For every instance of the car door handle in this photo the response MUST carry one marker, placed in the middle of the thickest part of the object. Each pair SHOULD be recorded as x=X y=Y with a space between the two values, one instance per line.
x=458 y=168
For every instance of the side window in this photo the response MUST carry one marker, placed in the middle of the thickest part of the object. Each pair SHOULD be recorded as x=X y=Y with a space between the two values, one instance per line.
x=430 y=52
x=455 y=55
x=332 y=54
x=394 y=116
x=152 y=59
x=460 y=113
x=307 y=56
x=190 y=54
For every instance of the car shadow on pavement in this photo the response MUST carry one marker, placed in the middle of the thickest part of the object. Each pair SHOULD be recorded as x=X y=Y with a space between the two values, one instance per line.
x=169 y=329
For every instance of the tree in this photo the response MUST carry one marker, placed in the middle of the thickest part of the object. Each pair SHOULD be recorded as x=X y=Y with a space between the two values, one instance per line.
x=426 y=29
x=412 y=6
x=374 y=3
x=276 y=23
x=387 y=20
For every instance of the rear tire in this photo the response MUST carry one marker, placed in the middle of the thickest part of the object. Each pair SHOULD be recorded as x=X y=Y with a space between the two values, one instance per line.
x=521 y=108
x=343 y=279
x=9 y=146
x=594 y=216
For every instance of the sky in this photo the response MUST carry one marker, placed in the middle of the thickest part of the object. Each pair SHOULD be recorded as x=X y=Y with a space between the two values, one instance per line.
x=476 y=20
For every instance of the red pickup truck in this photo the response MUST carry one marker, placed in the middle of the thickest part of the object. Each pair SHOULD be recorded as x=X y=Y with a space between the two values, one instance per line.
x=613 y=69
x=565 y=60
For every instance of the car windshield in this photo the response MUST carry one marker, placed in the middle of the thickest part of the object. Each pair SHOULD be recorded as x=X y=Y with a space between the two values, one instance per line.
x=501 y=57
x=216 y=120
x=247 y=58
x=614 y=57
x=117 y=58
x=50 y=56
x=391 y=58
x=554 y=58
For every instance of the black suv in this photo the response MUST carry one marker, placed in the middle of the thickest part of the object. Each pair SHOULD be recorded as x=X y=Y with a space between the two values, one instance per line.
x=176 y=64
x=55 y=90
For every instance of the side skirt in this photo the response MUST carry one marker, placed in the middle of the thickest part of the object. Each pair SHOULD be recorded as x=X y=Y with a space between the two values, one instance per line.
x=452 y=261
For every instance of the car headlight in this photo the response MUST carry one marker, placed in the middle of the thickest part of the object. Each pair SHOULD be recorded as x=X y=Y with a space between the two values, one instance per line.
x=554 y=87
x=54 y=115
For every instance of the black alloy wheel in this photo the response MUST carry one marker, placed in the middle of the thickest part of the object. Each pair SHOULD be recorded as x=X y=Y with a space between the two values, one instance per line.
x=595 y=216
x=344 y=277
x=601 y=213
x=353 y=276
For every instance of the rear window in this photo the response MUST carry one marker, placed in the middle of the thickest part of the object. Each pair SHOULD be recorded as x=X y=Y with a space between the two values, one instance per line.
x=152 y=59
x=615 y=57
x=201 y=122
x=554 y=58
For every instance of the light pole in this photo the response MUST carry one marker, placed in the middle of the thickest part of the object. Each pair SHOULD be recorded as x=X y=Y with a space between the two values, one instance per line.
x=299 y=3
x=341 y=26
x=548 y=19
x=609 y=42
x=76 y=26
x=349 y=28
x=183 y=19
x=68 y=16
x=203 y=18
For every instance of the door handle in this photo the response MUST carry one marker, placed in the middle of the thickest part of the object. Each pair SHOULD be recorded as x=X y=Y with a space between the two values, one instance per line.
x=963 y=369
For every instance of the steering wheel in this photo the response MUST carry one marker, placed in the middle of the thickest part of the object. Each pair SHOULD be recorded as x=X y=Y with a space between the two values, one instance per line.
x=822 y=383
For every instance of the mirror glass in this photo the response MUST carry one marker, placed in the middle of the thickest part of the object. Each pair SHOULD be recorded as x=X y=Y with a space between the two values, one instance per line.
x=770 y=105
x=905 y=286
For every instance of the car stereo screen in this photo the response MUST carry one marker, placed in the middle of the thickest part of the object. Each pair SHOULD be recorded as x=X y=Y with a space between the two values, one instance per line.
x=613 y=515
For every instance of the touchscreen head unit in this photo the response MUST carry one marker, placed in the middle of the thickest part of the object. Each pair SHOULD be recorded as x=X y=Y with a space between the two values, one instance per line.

* **Work to complete**: Every entry must be given again exactly as it reads.

* **Task response**:
For every instance of the car door handle in this photo the response MUST carry one marker, placed in the middle of the thickest part of the object. Each pair SHOULD be recorded as x=X y=Y with a space between the two values, one instance per line.
x=458 y=168
For every instance of the side window in this photo the response MUST carry one marker, placed in the middle of the thickest part of the object. Each pair SHOULD be recorded as x=X y=Y with a space between the two values, one instance per line.
x=430 y=52
x=455 y=55
x=332 y=54
x=394 y=116
x=152 y=59
x=460 y=113
x=307 y=56
x=190 y=54
For every instance of the car shadow on pavement in this photo the response MUST carry one marker, placed in the middle of the thickest part of the object. Each pair SHOULD be recorded as x=X y=Y with a space between the two values, one instance per line.
x=169 y=329
For every instance of the tree in this photo the response MUST carry one marker, placed in the middle of the thickest part of the object. Each pair SHOULD be recorded as x=X y=Y with a space between the two values, one instance per line.
x=426 y=29
x=412 y=6
x=374 y=3
x=276 y=23
x=387 y=20
For every instance of the rear tire in this photo the response MUST carry one marker, placed in the middle of the thickest part of the object. Each pair SHOULD be recorded as x=X y=Y with a space between the two values, one instance per line.
x=521 y=108
x=343 y=279
x=9 y=146
x=594 y=216
For every instance of the sky in this photo the response MUST carry one marker, placed in the middle of the thickest part of the object. Each pair SHOULD be recorded as x=X y=Y with a space between the two values, one instance per line.
x=476 y=20
For every instance of the red pickup truck in this photo the response MUST carry one marker, placed in the middle of the thickest part of the object. Each pair SHOULD be recorded as x=X y=Y with a space between the two values, one instance per line.
x=613 y=69
x=565 y=60
For every instance of the car windshield in this photo the response MUST carry one marker, placed in the middle of the thickest part of the object. Each pair SHOULD be recorded as x=X y=Y with a space between the two values, one instance per line.
x=501 y=57
x=216 y=120
x=247 y=58
x=614 y=57
x=117 y=58
x=50 y=56
x=391 y=58
x=554 y=58
For every instance of the black suv in this photo the response MUST carry one marker, placed in the middle of the thickest part of the object. Each pair SHOULD be recorded as x=X y=Y with a space between the two values, one instance per line.
x=176 y=64
x=55 y=90
For every instance of the side skirt in this photo the response MUST carry one marker, placed in the middle of the thickest part of the object. Each pair SHOULD be recorded as x=X y=Y with a space between the two values, one instance per line.
x=452 y=261
For every instance of the car headlight in this photo the response MUST carry one marker, placed in the middle of the thickest part of the object. Each pair SHOULD be recorded as x=X y=Y with a space between the two values, one instance per line.
x=554 y=87
x=54 y=115
For every instance of the black alloy wheel in this photo the response MUST carry one marker, placed in the middle of the thickest part of the object. Each pair SHOULD be recorded as x=X y=Y with a space between the two values, one instance per line.
x=595 y=216
x=344 y=277
x=601 y=213
x=353 y=276
For every instance of the rear window in this photo the response MUST carry one marker, placed in the middle of the thickest part of the object. Each pair SHOULD be recorded as x=X y=Y with a space between the two values, one instance per line.
x=152 y=59
x=615 y=57
x=201 y=122
x=554 y=58
For every instance of the light pole in this photo the response MUST carry one marker, placed in the middle of the thickest part of the object. Each pair SHOULD be recorded as x=X y=Y with a space between the two values, one instance per line.
x=299 y=3
x=341 y=26
x=548 y=19
x=609 y=42
x=76 y=26
x=349 y=28
x=183 y=19
x=68 y=16
x=203 y=18
For every instance of the door handle in this photo the response MUST carry one marker, placed in the middle of the thickest part of the object. Each pair SHOULD be recorded as x=X y=Y with a space between the two values, one instance per line.
x=963 y=369
For every instance of the steering wheel in this photo the response MUST carry one marker, placed in the middle of the thickest part of the object. Each pair SHOULD be recorded as x=X y=Y with a space between the two values, one instance per line.
x=822 y=383
For every instance of the mirror glass in this photo the response MUST carry one marker, placed in the middle of the thickest part of the object. Each pair SHOULD be recorded as x=X y=Y with a space between the two values, one instance per line.
x=770 y=105
x=905 y=286
For every instance of the car stereo screen in this photo the response MUST carry one marker, placed in the middle of the thickest part of the object. Each pair SHOULD be recorded as x=X y=Y with a space between the two values, one instance per line.
x=613 y=515
For every instance of the touchscreen head unit in this photo the response MUST carry one marker, placed in the middle of the thickest part of the object. Each pair SHOULD be recorded as x=X y=Y with a space between the two values, one instance per line.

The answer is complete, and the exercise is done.